* [The problem]: Count the lines in the records that contain the string "uniform". Case counts, so only an exact match in case qualifies. Give only the number.
::: Records
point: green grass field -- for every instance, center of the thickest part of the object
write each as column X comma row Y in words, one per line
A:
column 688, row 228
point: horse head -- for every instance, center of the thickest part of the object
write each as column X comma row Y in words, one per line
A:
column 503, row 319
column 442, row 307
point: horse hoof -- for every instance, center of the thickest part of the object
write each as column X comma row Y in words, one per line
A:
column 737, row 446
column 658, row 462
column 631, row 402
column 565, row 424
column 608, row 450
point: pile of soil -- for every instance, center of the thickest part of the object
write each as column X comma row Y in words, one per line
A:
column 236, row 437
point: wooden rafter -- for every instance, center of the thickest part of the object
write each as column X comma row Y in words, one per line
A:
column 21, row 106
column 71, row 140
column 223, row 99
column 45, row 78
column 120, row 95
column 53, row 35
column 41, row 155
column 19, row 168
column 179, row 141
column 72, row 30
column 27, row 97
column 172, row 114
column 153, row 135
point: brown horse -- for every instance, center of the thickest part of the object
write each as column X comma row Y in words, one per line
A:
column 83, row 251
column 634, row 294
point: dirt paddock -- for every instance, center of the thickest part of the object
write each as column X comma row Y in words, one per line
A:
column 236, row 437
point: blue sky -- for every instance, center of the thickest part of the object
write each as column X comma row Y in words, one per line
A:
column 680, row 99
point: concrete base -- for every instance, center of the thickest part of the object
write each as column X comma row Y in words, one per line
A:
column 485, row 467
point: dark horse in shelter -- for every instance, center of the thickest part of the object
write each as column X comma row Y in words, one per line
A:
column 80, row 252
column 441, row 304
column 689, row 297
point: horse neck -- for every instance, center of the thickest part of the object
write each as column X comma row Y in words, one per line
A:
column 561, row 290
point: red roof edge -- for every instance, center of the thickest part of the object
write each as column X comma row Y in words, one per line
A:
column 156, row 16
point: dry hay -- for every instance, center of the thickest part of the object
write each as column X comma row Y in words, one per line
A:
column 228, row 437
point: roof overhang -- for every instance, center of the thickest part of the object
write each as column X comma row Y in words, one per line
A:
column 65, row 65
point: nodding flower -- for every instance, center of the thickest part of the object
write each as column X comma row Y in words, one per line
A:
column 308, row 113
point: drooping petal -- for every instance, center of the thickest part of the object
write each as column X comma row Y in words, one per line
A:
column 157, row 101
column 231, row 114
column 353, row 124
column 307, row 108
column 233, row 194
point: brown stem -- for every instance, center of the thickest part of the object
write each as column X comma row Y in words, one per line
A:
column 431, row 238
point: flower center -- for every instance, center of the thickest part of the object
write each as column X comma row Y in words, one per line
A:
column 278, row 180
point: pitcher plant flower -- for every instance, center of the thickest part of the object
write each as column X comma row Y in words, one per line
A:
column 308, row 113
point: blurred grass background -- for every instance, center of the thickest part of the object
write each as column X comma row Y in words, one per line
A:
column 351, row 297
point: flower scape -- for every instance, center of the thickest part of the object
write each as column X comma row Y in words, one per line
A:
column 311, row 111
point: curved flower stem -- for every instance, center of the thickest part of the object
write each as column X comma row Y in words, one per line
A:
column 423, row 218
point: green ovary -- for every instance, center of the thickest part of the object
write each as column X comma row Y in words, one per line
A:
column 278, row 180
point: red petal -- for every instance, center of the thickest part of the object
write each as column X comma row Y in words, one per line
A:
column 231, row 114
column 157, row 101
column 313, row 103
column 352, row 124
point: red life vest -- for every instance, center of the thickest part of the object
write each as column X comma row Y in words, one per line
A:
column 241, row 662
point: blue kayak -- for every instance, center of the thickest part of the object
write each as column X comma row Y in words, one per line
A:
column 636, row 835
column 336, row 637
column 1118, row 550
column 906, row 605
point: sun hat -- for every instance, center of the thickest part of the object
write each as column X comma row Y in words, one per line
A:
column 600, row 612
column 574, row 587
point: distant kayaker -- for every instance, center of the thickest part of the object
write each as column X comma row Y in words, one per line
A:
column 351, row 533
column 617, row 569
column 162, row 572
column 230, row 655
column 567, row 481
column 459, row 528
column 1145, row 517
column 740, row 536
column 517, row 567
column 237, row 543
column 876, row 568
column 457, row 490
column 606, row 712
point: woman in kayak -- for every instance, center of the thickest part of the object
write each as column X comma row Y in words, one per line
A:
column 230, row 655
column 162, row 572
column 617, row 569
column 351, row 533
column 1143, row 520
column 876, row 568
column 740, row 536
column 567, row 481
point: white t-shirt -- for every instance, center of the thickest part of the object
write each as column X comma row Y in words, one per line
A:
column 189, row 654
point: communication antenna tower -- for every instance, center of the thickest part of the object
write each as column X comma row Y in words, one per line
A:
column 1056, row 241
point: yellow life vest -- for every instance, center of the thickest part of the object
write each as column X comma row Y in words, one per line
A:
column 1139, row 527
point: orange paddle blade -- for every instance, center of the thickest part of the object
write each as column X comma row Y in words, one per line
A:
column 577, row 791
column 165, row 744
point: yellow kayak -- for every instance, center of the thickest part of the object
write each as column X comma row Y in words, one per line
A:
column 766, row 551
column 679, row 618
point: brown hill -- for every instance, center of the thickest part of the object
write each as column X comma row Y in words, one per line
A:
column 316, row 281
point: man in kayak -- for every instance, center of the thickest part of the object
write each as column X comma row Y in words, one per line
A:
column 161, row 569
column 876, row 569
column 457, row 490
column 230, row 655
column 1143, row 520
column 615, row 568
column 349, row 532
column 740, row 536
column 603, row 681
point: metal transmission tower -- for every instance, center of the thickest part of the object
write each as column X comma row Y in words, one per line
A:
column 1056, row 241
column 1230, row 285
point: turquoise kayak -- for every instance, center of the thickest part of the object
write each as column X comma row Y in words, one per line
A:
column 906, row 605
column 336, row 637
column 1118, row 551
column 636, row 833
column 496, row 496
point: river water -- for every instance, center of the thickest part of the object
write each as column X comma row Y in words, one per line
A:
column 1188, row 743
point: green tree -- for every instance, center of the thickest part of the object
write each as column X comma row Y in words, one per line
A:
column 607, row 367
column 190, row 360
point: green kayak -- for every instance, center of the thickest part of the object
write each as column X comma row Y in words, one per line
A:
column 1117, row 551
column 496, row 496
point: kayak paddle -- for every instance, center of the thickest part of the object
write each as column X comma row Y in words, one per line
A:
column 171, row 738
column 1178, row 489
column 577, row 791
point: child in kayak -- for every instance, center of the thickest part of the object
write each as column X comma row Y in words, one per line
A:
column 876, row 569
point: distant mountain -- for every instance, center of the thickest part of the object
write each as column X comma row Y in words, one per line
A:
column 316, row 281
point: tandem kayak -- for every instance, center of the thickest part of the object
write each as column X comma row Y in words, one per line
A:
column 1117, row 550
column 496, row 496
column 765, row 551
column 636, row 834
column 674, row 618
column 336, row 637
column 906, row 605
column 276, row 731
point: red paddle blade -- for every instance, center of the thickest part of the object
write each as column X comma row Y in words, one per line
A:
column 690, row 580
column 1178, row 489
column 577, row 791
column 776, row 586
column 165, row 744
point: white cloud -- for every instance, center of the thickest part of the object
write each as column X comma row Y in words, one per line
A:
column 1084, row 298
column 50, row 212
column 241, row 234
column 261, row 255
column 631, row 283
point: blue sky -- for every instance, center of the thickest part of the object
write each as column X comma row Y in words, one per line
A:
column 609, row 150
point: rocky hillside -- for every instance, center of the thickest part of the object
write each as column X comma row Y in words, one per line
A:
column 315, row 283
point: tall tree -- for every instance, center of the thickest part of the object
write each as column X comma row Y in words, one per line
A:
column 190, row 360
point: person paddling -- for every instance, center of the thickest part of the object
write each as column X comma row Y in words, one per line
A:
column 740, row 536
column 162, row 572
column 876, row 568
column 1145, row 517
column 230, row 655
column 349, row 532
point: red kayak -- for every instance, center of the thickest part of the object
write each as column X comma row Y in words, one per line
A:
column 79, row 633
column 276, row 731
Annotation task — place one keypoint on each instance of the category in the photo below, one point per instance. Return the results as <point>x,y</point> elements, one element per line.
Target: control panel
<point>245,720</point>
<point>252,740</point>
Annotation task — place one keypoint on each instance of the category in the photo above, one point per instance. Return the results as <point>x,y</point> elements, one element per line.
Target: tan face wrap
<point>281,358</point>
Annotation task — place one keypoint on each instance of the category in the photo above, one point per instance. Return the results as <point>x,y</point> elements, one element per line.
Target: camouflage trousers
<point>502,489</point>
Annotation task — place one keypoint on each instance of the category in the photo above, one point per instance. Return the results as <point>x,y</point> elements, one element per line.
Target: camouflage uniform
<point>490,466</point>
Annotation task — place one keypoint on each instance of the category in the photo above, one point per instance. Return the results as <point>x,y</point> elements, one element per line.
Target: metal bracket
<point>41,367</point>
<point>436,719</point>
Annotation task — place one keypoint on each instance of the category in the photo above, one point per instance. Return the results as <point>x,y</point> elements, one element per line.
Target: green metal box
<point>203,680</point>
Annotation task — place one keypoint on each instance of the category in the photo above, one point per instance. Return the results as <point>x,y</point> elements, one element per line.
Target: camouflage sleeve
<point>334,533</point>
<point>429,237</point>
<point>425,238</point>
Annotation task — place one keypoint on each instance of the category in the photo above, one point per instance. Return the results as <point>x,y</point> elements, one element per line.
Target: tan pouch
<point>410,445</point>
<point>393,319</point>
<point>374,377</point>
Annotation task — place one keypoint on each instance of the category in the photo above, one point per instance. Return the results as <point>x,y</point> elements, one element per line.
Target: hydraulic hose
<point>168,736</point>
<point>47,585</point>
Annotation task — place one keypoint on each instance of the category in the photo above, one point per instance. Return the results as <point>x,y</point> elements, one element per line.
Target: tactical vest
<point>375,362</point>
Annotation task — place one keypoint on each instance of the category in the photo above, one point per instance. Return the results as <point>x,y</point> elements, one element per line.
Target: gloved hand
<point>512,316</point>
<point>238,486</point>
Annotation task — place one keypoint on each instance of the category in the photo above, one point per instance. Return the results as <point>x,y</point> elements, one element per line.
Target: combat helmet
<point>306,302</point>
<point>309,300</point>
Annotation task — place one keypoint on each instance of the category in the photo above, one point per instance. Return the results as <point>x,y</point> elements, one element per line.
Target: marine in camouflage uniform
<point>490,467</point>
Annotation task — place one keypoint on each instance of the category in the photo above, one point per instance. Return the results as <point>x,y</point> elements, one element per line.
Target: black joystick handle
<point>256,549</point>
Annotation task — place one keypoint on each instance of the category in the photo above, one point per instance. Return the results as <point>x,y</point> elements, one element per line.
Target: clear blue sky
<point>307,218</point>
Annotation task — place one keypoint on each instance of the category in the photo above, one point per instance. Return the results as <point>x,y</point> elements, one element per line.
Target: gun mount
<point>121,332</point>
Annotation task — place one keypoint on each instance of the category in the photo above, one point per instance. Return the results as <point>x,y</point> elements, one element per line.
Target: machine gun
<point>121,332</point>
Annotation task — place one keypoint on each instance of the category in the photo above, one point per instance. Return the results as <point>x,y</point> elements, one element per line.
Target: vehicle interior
::::::
* [Right answer]: 2